Task prompt: Please filter the listing below and copy out the lines that hold "pink".

Supplied information:
=======
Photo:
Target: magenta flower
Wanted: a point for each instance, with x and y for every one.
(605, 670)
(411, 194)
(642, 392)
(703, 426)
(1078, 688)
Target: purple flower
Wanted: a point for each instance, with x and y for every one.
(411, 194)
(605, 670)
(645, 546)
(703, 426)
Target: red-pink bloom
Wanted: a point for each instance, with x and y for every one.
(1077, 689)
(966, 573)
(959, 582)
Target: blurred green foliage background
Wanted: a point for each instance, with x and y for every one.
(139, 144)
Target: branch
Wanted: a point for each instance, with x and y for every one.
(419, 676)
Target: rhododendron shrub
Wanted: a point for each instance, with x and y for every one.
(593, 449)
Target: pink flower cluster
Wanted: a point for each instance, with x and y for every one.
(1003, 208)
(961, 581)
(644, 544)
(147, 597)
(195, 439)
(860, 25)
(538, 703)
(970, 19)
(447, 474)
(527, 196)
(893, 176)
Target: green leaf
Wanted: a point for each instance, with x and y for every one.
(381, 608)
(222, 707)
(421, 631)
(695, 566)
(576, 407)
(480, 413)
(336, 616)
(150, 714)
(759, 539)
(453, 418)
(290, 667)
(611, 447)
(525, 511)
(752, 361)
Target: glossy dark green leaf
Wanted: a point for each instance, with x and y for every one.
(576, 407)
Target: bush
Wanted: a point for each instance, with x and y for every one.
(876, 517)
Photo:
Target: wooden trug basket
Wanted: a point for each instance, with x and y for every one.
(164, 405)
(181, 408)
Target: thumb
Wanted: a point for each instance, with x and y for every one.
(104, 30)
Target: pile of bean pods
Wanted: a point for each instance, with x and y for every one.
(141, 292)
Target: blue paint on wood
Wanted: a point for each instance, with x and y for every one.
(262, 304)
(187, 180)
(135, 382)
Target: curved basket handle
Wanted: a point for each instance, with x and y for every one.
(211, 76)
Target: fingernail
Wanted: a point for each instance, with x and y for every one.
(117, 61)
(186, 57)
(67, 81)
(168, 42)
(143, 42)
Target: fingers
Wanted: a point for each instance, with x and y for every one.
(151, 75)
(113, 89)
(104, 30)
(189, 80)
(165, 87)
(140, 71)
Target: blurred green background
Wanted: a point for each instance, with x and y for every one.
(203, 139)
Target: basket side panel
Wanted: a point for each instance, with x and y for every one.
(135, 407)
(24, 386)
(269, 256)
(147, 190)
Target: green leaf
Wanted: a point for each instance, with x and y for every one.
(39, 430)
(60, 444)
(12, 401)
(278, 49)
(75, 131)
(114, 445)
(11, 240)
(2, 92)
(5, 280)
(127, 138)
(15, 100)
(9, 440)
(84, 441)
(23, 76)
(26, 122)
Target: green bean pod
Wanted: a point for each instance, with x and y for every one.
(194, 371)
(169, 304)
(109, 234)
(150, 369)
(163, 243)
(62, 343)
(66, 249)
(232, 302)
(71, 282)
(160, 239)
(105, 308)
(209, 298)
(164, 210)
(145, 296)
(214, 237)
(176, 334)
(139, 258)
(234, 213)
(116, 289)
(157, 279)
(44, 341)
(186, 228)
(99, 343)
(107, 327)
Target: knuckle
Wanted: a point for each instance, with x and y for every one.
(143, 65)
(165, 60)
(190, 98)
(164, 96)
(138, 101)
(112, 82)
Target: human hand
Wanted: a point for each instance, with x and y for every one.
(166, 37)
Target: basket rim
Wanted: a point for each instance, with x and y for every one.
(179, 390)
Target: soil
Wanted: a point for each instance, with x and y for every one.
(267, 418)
=======
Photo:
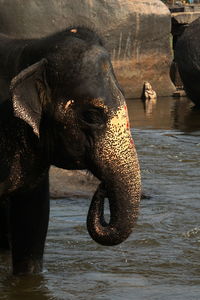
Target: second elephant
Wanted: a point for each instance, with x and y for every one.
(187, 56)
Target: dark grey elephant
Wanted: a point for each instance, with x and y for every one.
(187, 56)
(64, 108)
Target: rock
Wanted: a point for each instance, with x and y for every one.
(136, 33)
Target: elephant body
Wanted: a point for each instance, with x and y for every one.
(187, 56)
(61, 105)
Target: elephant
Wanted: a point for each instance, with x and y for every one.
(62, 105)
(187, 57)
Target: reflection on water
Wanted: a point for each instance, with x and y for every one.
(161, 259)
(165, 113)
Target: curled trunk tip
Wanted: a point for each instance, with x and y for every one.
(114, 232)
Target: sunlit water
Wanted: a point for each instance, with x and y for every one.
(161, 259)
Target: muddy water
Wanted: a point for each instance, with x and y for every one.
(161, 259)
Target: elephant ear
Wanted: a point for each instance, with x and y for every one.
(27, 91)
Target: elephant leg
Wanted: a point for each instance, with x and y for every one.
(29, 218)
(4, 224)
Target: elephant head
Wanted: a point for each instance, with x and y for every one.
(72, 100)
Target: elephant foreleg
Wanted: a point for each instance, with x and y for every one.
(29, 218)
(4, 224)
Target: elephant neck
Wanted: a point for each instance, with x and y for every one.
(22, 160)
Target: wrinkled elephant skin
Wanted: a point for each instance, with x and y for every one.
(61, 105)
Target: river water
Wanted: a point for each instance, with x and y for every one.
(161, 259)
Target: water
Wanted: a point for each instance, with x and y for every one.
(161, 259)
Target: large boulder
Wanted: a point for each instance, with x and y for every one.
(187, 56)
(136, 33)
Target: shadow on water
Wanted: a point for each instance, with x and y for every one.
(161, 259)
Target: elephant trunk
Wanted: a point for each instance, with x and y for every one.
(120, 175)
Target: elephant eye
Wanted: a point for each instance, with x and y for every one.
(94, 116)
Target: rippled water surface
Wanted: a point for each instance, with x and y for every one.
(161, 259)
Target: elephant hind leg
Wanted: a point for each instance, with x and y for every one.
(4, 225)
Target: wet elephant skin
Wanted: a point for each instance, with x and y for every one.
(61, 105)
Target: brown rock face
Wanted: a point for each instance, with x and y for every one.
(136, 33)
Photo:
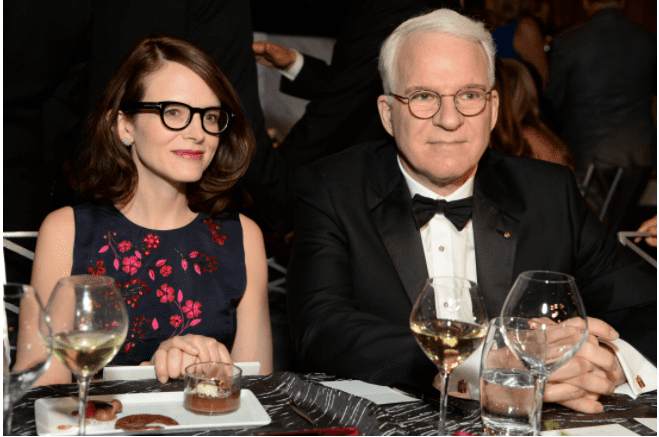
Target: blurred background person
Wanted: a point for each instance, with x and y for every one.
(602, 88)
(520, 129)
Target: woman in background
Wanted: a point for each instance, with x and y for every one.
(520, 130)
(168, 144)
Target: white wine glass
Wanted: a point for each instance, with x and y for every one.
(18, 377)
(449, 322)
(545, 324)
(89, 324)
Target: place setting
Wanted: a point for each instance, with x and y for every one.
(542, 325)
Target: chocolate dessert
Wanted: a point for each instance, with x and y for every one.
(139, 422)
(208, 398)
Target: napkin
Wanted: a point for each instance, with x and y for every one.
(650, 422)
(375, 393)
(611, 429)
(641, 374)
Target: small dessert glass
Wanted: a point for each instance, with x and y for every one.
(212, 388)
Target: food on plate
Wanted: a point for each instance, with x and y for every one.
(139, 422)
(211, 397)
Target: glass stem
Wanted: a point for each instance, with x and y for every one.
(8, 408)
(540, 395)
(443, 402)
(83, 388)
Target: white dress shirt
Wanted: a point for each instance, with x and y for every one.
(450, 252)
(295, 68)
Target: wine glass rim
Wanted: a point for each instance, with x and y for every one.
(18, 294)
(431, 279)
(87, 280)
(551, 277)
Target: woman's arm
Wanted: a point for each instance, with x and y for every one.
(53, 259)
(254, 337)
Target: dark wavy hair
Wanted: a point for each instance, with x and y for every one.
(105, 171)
=======
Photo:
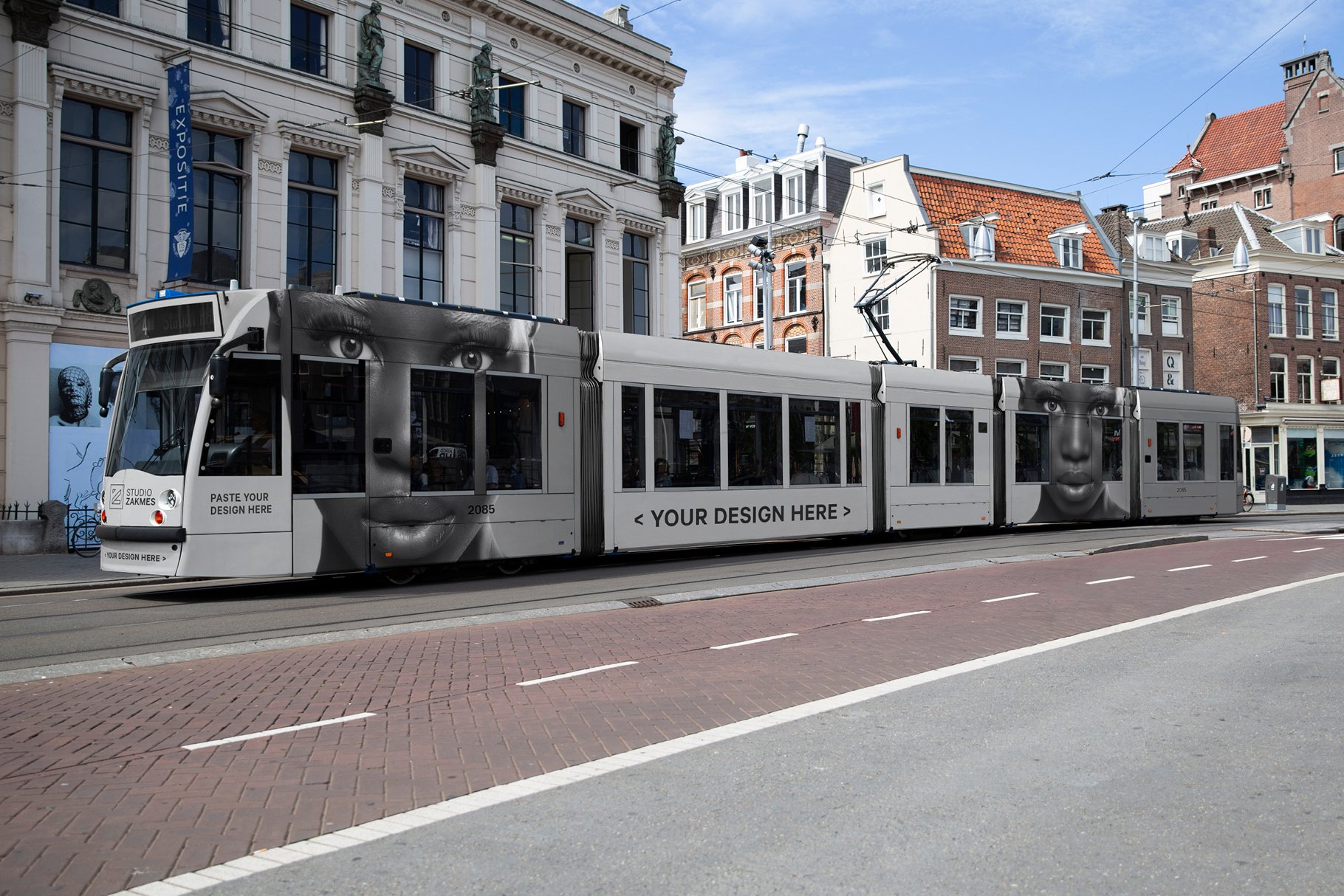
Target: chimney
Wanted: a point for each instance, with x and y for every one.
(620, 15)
=======
Answer area:
Target: red-pink bloom
Target: pink flower cluster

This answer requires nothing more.